Excerpted passage:
# # #

I haven't been on in a while. I have been what I would call by myself doing a lot of self reflecting. I started see a counselor actually I found her to help with my communication with my daughter. She has tons of experience in DBT.

What I have to come and realize that so much of my own childhood experiences played such a big role in how I related and disciplined and reacted with my daughter. I in a few session and after reading the book CoDependent No More. I am I am and have been very much CoDependent. I guess my experience growing up in a family with alcohol issues marrying an alcoholic which I have divorced from when my daughter was very young. I have and always was the Peacekeeper the Caretaker the fixer yet I realized I couldn't fix anything or anyone. I truly had no boundaries.

# # #

Entries provided:
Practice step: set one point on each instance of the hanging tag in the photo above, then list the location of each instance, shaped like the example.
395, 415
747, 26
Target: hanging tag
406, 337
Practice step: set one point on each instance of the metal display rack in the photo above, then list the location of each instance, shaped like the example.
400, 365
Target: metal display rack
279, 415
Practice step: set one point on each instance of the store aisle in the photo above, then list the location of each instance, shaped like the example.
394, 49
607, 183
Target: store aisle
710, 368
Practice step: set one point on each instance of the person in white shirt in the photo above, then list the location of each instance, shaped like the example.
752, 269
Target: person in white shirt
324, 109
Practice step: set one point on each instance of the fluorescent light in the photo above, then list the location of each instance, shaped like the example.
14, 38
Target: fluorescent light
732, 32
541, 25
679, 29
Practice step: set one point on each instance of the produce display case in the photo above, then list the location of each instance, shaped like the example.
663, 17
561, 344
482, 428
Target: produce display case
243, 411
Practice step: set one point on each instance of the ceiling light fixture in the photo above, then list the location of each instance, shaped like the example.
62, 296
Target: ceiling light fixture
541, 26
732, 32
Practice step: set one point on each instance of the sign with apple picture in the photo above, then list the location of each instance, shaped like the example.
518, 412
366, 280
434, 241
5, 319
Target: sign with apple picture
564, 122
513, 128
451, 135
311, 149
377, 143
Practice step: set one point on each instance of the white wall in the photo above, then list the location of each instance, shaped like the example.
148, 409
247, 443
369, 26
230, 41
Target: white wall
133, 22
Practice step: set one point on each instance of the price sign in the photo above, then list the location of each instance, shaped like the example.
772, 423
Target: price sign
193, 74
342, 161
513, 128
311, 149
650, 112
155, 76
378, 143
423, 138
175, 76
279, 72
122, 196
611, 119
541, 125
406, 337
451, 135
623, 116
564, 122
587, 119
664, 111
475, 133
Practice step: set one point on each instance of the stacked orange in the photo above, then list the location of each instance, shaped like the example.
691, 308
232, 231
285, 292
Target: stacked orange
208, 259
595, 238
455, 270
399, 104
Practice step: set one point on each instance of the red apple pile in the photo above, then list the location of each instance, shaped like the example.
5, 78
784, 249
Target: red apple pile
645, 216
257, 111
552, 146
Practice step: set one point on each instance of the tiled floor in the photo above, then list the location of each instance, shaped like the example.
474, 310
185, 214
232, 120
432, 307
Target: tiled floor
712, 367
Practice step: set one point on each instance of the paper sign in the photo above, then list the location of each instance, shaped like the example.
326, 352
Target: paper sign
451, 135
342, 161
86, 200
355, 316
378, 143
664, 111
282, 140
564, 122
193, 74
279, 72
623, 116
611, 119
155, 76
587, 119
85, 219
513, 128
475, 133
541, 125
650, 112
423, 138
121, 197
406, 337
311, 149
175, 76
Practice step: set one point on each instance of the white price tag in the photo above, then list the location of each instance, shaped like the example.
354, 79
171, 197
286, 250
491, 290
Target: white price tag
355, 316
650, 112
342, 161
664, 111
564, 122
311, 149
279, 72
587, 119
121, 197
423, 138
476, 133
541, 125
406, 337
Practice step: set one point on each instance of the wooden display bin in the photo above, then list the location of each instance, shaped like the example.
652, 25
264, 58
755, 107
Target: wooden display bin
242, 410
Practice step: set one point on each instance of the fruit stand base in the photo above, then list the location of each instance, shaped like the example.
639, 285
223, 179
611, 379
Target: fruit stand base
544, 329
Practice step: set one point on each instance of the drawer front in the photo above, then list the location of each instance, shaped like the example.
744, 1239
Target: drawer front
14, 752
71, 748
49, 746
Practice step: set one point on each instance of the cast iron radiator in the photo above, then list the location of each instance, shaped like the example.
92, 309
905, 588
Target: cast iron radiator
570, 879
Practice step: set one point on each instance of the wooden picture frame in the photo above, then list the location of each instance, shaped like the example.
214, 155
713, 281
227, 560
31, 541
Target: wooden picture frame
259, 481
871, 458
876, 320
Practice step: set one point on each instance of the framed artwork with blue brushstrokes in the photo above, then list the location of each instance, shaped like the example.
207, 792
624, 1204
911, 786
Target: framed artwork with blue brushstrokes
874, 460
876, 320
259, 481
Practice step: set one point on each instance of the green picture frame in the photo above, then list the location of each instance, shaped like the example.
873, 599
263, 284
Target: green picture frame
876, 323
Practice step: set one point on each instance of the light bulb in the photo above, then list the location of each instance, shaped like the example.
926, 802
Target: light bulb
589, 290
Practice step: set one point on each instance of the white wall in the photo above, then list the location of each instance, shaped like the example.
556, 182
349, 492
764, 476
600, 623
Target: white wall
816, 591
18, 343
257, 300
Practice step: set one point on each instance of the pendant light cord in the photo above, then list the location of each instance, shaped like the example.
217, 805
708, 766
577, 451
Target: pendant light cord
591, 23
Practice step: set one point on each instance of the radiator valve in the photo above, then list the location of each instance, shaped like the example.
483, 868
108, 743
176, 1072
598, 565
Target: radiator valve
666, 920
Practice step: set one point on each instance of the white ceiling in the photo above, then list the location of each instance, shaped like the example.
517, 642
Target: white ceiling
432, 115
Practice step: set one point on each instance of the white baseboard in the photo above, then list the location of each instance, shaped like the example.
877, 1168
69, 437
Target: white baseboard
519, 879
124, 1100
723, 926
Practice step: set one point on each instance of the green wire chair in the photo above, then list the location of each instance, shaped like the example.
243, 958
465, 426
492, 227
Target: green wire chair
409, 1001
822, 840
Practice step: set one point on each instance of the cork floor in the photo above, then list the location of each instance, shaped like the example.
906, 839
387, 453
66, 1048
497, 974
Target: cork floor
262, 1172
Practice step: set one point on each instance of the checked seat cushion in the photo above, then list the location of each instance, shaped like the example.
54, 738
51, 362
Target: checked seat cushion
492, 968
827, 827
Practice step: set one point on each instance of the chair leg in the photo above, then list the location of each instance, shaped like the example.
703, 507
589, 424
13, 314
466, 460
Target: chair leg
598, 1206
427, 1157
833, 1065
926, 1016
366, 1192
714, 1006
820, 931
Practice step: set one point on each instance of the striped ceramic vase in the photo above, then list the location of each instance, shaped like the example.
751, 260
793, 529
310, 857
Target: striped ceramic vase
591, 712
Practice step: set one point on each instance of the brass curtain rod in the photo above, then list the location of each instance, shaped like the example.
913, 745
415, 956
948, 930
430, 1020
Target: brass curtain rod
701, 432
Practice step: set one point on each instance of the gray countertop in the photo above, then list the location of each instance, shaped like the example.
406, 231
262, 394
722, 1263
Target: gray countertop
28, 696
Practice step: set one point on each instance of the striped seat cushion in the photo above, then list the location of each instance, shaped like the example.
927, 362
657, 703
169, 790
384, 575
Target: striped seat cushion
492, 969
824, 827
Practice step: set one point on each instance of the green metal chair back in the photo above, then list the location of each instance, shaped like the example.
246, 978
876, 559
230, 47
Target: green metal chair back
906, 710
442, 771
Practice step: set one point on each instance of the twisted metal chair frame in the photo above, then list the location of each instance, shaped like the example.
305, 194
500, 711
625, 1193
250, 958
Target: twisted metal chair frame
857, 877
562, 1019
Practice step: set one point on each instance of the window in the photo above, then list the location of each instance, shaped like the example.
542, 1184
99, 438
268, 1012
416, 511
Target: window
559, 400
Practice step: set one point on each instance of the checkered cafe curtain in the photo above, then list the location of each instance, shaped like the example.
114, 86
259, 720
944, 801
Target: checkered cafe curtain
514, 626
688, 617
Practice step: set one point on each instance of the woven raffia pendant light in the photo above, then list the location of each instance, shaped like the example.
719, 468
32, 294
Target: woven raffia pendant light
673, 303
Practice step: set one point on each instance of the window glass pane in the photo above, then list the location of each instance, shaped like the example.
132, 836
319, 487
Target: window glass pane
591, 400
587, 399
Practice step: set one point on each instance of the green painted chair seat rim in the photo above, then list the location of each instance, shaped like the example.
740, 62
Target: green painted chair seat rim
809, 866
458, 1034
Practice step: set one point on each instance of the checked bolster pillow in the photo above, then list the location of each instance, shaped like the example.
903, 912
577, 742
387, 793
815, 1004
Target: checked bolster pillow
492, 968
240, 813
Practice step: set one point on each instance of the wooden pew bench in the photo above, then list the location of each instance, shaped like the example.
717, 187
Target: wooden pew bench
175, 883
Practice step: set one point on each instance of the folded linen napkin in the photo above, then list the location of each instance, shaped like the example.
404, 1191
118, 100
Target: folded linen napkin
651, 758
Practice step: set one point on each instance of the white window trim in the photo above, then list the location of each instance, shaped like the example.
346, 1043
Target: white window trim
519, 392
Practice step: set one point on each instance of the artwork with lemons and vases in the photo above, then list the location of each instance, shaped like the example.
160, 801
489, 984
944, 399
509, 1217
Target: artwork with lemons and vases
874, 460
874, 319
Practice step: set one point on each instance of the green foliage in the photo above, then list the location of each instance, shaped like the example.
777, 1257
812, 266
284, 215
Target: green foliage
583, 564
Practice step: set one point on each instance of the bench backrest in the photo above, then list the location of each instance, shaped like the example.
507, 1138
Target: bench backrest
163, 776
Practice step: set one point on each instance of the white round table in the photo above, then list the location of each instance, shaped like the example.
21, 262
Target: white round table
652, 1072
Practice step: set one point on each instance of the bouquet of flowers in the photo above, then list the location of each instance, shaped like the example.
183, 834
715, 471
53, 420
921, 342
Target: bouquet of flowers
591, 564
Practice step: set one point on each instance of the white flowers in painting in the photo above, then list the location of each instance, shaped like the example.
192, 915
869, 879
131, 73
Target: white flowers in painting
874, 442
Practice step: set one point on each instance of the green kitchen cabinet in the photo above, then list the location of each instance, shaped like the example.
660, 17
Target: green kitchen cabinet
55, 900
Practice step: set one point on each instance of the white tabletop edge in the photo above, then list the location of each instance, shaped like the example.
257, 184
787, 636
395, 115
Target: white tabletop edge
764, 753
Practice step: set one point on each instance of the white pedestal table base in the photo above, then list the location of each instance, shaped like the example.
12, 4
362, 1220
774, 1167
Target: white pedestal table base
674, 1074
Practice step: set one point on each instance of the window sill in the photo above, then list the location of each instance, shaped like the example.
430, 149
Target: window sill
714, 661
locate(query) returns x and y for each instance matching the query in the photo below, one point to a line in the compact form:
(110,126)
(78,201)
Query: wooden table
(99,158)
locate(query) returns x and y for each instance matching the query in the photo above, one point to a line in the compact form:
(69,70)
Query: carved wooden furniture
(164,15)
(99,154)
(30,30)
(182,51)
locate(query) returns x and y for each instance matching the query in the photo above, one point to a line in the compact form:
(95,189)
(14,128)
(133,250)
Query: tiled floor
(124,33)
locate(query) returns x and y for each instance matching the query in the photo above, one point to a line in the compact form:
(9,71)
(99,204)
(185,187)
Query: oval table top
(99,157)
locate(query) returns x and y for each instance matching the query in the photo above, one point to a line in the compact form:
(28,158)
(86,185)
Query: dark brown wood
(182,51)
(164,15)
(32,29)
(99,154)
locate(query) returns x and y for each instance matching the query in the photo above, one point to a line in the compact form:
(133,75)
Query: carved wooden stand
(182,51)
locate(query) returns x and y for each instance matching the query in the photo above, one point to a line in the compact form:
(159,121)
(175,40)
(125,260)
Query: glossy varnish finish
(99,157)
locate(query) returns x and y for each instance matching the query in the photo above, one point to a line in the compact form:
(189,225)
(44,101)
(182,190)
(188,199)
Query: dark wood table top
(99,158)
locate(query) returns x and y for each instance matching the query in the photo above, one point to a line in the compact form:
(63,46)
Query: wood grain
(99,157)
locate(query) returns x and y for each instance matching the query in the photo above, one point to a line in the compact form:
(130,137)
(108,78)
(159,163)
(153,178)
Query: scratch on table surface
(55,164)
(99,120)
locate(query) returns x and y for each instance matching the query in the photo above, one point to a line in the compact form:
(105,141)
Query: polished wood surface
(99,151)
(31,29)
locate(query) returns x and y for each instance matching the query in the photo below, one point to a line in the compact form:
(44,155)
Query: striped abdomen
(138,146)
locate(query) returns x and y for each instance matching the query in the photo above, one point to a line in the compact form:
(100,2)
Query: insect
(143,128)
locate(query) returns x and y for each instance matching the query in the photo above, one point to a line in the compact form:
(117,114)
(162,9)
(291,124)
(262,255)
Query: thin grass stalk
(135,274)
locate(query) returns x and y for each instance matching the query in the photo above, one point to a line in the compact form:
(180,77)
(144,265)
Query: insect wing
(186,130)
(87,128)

# # #

Task A: Update the post about codependency by rewriting the part that opens with the words containing "I haven't been" and closes with "had no boundaries.", with "counselor" changed to "therapist".
Task B: Write what comes next in the post about codependency, picking up after its final sentence.

Output A:
I haven't been on in a while. I have been what I would call by myself doing a lot of self reflecting. I started see a therapist actually I found her to help with my communication with my daughter. She has tons of experience in DBT.

What I have to come and realize that so much of my own childhood experiences played such a big role in how I related and disciplined and reacted with my daughter. I in a few session and after reading the book CoDependent No More. I am I am and have been very much CoDependent. I guess my experience growing up in a family with alcohol issues marrying an alcoholic which I have divorced from when my daughter was very young. I have and always was the Peacekeeper the Caretaker the fixer yet I realized I couldn't fix anything or anyone. I truly had no boundaries.

Output B:
I have began to feel so much freer and less guilty about saying no speaking up and not allowing other people to use and abuse me. I have definitely played an active role in the game of drama and life around me. for the first time I am doing the work on me. I am no longer losing sleep over issues I can not change I am fixing myself. I have been and extremely loving mother who took a lot. I also have a great husband although I realize I allowed his unhealthy form of communication make me also dance.

I decided to look at everyone in my life told them I will no longer do the dance if they didn't want to live and communicate in a mentally healthy way I will no longer allow them to effect me emotionally mentally or physically.

OMG setting those boundaries feel great I have gotten some of the best sleep in a long time.  And what changes I am starting to see from the people around me that have made me crazy or should I say I allowed to!